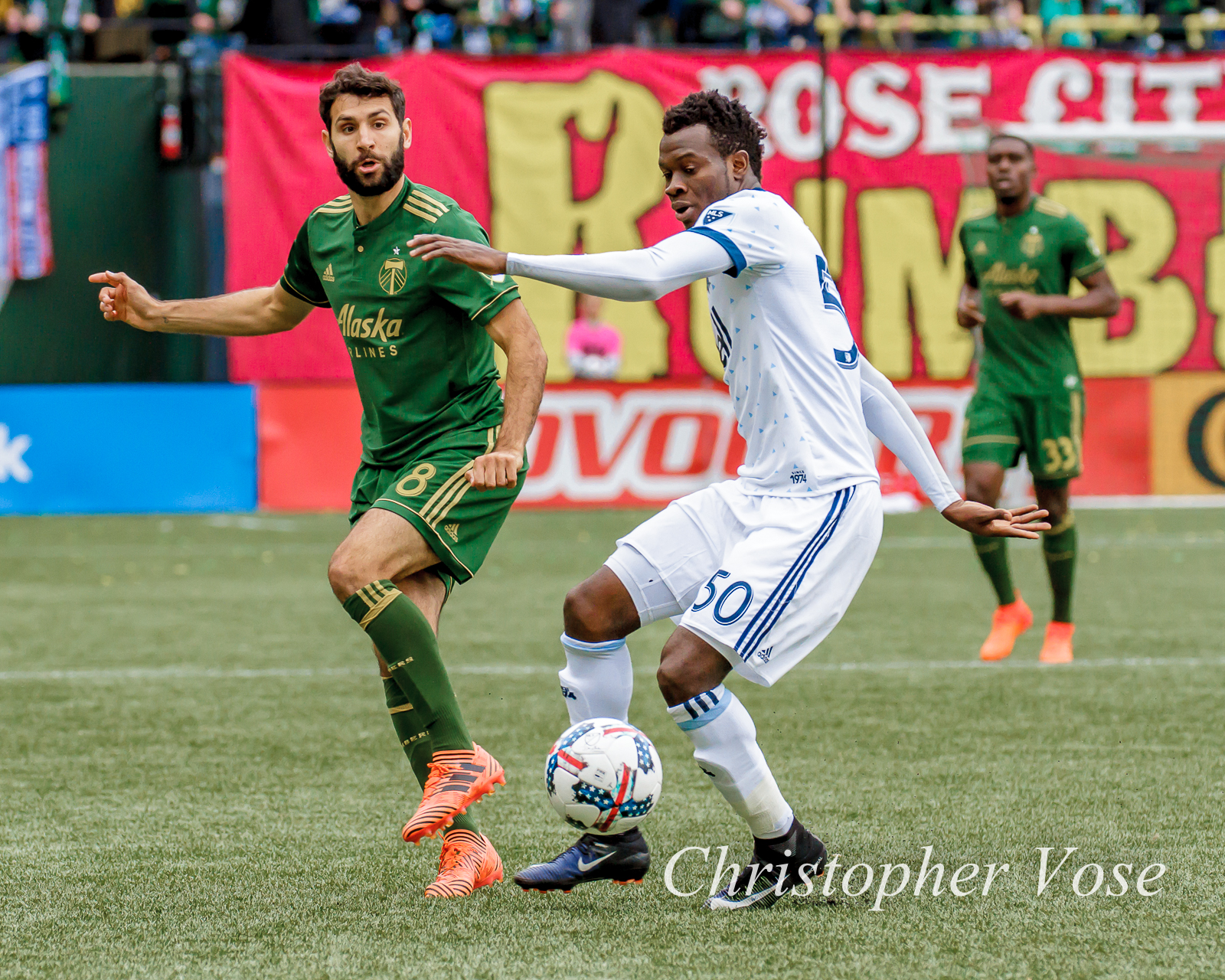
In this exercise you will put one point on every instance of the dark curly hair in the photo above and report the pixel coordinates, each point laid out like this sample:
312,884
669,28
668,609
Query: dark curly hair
730,124
998,136
354,80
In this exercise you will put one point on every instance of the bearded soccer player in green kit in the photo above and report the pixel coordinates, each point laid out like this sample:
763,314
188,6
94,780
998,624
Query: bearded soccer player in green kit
1020,261
443,456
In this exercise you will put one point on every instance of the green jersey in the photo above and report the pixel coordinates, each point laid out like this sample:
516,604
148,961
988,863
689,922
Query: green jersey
414,331
1040,251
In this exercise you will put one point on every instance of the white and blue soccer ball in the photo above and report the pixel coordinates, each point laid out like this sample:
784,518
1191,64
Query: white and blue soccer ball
603,776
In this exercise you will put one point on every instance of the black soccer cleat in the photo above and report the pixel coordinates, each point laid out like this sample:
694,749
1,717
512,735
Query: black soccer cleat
622,859
773,871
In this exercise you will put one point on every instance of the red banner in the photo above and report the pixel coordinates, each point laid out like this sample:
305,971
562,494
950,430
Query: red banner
559,153
645,445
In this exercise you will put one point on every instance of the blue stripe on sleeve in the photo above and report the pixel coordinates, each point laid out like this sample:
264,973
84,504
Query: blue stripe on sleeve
729,247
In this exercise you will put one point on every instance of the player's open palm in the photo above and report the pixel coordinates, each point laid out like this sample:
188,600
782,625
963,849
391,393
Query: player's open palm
466,253
122,298
496,469
994,522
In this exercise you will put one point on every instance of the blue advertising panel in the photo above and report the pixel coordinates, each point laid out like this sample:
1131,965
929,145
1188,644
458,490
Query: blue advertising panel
126,449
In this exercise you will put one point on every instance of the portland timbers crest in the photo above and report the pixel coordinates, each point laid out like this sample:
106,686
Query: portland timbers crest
1032,243
391,276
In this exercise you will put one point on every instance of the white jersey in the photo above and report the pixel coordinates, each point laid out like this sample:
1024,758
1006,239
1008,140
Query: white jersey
789,358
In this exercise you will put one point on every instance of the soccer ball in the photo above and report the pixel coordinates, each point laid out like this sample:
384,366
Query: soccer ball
603,776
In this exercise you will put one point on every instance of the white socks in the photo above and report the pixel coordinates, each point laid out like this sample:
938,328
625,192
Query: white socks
598,679
726,749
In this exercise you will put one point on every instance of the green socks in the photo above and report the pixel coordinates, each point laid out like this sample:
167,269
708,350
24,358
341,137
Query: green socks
994,555
416,745
406,641
1059,549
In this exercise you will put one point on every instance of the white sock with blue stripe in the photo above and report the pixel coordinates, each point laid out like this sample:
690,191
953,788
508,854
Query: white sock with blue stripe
598,680
726,749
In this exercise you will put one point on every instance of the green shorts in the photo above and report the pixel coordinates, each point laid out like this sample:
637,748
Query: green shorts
1000,426
434,495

· · · ·

What this calls for is the material above set down exactly, pictures excluded.

In this exercise you will put one point on every instance of the dark curly hair in the photo above and report the pixel coordinates, each point laid out like this sample:
312,884
669,28
668,609
Query: dark curly hair
730,124
998,136
354,80
In this exercise you will put one point on every instance of the bearded soccer player in green kit in the photo above and report the pixel coordinates, each point laid out like this sample:
763,314
188,6
94,780
998,624
Query: bearded soccer player in green kit
1020,261
443,456
In this exercise you will put one point on every instance of the green jersey in the photo above and report the pixel coordinates, each point laid out like this sample:
516,604
148,961
988,863
689,922
Query: green jersey
414,331
1040,251
In this exercise you will put one point on every instance of the white and blue soccer ball in the photo above and report the pixel coordinates, each point laid out like this sample:
784,518
1191,64
Query: white and blue soccer ball
603,776
In this exercise you will put one point on every instance of the black soccer cleat in the photo above and report the pixel coordinates, each point laid out like this sample:
694,749
1,717
512,735
Query: black soccer cleat
622,859
773,871
In this exercise you will put one point on every instance of the red banner in the photo above and report the pixel coordinates, each point laid out like this sample:
305,971
562,494
950,430
Query: red banner
559,153
645,445
In this exercise you will put one point on every instance of the blue stripe on sleeve in the photo above and report the pixel coordinates, each point laid out like this sample:
264,973
84,504
Query: blue stripe on sleeve
729,247
In this exercise you will put one point on every instance of the player's open palm in the photo above and report the pixel coordinates, each point laid out like this sample:
188,600
782,625
963,849
391,393
Query: player's open palm
466,253
122,298
496,469
994,522
In this exercise you will put one point on every instance of the blue advertising panel in the photo above and report the pixel coordinates, each point laid out like this sample:
1131,965
929,145
1188,644
458,490
Query: blue advertising panel
126,449
In this exercise you will put one point on every instance of the portland timbers crest in the photo above and report the pixel coordinates, each point laid out like this sample:
106,686
Query: portland timbers crest
1032,243
391,276
In this exercise you will put one point on every instance of the white jersey in the photo above and report the pixel coordinates, each point laid out like this sample:
1024,758
1006,239
1008,140
Query: white jersey
789,358
In this exercise you will put one point on every instance of the soccer ball in the photo above and report the pixel coordinates, each point laid out like this sample:
384,366
Query: soccer ball
603,776
In this exercise you will put one point on every instance of the white socks in the photo above and report the pixel coordinates, each point laid out like this sample:
938,328
625,192
Query: white socks
598,679
726,749
In this exercise you will put one point on every instance of the green socks in the photo above and report the pixel coordinates, each point laid out like this sample:
167,269
708,350
24,358
341,137
Query: green socks
994,555
416,745
406,641
1059,549
In this exercise you will put one point on every instance of the white sock with blue stripe in the photo above and report the pixel coordinates, each point laid out like this sample:
690,191
953,788
508,854
Query: white sock with blue stripe
598,680
726,749
In this exercise you will put one point on every instance of the green shorts in the photo above and report the pixel coordinates, each point laid out like this sample:
637,748
Query: green shorts
1000,426
434,495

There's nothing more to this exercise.